§ **PASSAGE SHOWN**
Dear New York City Football Club President Tom Glick,

Hey Tom, hope you've been well. It's been a while since—actually, I don't think we've ever talked. Which is a shame, because I just got your wacky press release about you firing NYCFC head coach Jason Kreis, and it's clear you could've used some help with the messaging on this one.

Let's start with that title: "Jason Kreis leaves post as New York City FC Head Coach". Sure, it's factually accurate, but when a sentence later you switch to "parted company" and then "the decision", it's pretty clear he's only leaving because you've shoved him out the door.

And boy, Tom, those performance targets you're saying he failed to meet - what a shove! Good of you to get Jason to agree to the fool's errand of a playoff position, especially after Pellegrini screwed him out of getting Lampard on time. I know it's easier to make the playoffs than not in MLS, but maybe don't rub his face in it? Even annual failure specialist Rex Ryan got a more professional dismissal from the Jets. Maybe just stick to the pleasantries, with you wishing him well further down the page.

While we're on that—why did you have the Communications team attribute those quotes to you and not the sporting director, Claudio Reyna? You've got to subscribe to the McDLT model: Keep the sporting side sporting, and the business side business. Otherwise, people might think Claudio is just a figurehead with no real role!

Tom, I'll level with you. The press release, while awkward and strange, isn't my real worry. It's that you've now sent a clear message to your fans and to coaching candidates. If this is how you treat a coach that was described as a "perfect fit" for the project, that you sent to Manchester for a year just to learn and grow, why would any other coach else want to come work for you? Why should fans expect anything other than constant turnover when you gave up on The Chosen One?

You'll undoubtedly find some big-name European coach to take over, someone with a fabulous pedigree. Maybe Fabio Capello, maybe Patrick Vieira, maybe some other crazy name (Brendan Rodgers?) that the British tabloids can link you with.

The thing is...so many teams have tried this. And it almost always ends in some sort of awful implosion and failure. You ever read The Beckham Experiment? It's a seminal book on the big-budget MLS experience (largely because no one ever writes books about MLS FOLLLLLLLLLLKS), as the Galaxy floundered immediately after signing Goldenballs. There's that incident where Alexi Lalas (remember him?) is trying to explain to Ruud Gullit how MLS rules work:

Just days after Gullit had taken over, Lalas tried to explain to him the rules of the MLS expansion draft, which called for each team to submit a list of twelve protected players. The first-year San Jose Earthquakes could select one player from each team who wasn't protected. (The Galaxy ended up losing Gavin Glinton.)

§ **DATASET ENTRIES**
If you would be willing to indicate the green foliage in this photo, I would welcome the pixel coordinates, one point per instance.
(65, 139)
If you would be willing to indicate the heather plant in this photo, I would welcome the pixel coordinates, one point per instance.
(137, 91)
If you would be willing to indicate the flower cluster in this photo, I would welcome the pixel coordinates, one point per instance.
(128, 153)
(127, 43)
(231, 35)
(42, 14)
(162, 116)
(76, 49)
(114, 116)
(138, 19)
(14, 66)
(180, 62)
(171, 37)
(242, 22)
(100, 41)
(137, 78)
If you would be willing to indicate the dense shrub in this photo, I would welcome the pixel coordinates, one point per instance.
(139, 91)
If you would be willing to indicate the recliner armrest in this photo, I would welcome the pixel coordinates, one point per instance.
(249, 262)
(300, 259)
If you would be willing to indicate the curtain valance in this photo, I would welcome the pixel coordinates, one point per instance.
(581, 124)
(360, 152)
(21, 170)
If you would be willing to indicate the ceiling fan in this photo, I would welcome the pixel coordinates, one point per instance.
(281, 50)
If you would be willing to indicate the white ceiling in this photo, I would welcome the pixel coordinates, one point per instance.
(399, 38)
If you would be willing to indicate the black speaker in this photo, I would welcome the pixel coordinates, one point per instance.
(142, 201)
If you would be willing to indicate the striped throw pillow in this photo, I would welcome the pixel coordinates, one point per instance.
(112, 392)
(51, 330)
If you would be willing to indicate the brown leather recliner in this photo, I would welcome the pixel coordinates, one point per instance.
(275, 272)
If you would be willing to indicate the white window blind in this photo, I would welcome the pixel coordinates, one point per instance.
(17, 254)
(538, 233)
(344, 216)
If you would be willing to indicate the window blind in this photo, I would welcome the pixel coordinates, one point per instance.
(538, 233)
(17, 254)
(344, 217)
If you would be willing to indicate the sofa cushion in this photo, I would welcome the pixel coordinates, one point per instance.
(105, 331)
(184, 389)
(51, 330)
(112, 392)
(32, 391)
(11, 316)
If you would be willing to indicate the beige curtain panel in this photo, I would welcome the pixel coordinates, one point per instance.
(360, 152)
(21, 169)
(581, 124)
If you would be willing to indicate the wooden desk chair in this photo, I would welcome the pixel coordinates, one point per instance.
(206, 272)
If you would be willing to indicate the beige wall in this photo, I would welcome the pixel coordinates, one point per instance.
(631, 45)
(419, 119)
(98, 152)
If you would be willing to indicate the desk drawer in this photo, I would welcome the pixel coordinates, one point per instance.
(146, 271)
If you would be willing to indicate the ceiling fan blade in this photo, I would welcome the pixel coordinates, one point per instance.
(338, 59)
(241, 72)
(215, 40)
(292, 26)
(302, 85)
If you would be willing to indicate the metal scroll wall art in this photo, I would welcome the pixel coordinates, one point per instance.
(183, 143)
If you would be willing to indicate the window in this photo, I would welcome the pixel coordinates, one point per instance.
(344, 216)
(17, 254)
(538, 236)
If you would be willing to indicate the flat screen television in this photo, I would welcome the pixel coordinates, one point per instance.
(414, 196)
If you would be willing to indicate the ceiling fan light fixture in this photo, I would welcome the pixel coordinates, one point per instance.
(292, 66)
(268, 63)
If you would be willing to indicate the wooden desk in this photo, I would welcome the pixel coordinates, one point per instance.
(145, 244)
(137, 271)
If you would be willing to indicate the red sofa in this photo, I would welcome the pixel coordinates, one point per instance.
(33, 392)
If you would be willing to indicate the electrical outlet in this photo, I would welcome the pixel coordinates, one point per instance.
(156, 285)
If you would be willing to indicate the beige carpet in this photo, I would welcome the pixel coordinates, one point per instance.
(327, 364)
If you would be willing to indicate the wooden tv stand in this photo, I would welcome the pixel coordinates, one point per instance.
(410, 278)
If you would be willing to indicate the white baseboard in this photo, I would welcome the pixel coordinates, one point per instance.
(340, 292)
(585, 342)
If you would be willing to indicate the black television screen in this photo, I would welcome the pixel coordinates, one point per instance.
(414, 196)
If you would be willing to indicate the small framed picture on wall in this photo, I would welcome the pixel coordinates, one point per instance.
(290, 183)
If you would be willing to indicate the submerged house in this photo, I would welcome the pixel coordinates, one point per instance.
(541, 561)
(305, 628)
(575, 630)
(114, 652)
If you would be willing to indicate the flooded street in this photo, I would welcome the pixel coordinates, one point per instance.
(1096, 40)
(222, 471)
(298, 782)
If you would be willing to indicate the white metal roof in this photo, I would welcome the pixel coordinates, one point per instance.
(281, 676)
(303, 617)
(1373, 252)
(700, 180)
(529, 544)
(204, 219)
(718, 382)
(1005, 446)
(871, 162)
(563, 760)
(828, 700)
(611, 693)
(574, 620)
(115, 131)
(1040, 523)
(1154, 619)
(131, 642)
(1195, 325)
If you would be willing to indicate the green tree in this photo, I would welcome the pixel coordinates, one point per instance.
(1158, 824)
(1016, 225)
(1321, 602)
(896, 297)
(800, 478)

§ **STATED TASK 1**
In the letter about NYCFC's coaching change, what book does the writer call a seminal book on the big-budget MLS experience?
§ **STATED TASK 2**
Carry on the letter to NYCFC's president about Jason Kreis's dismissal, starting right after its last sentence.

§ **RIGHT ANSWER 1**
The Beckham Experiment.

§ **RIGHT ANSWER 2**
"Ruud, you can protect twelve players," Lalas told him.
"No, I want to protect them all," Gullit replied. "I don't want to lose any of them."
"Okay, Ruud, I understand what you're saying, but the rules are you have to protect twelve."
"Why would I not protect them all?"
"Well, you can't."
"Then the player should just refuse the transfer!"

It's not that MLS is so weirdly unique that it's impossible to win with a foreign coach. It's that there's so many weird quirks (salary cap, drafts, discovery rules, playoffs) that most foreign coaches inevitably hit a point where had they known everything they were getting into, they probably wouldn't have come. You need someone to help guide them through (and protect them from) the crazy - and it goes without saying Claudio isn't that guy.

Tom, honestly, I'm really worried you read my joke about blowing up the team because it worked for the Red Bulls and took it seriously.

Look, you pulled the trigger, and in fairness, Jason certainly made some questionable decisions as coach. So I'm not going to quarrel with the decision. Better to do this now than midseason, or during pre-season. (Kudos for doing it the first business day after your season ticket holders' renewal deadline - that was inspired!) But after the club spent the better part of two years explaining "The City Way", you might want to get that new coach in place and get the executives doing the rounds to explain how things are actually going to be different.

Otherwise, "The City Way" is going to look a lot like the 1996 MetroStars way. And no one wants that.

All the best,

Dan

UPDATE: As is traditional, Jason Kreis took to social media and posted a screenshot of a letter to the NYCFC community:

I would like to sincerely thank NYCFC, and in particular Claudio Reyna, for allowing me this terrific opportunity and tremendous challenge to start a new club from scratch in the great city of New York. A further thank you goes out to all of the incredibly supportive NYCFC fans. You are what the club should be most proud of right now and it is you who will carry NYCFC through to many future successes. Thanks as well to all of the club's office staff, back room staff, and team staff. Your tireless efforts behind closed doors are never appreciated enough and the club simply would not succeed without everyone's effort. Finally, my biggest appreciation goes out to the 2015 NYCFC players. Thanks for your great work and commitment to give everything of yourselves every single day. Ultimately, this journey may have ended a bit abruptly and a bit to [sic] soon for my liking, but I hope that everyone knows that I gave my heart and soul to this project, to this club, and to this team. We have all contributed to history, to the building of the foundation of what will be a great club in a great city, and no one can ever take that away from us.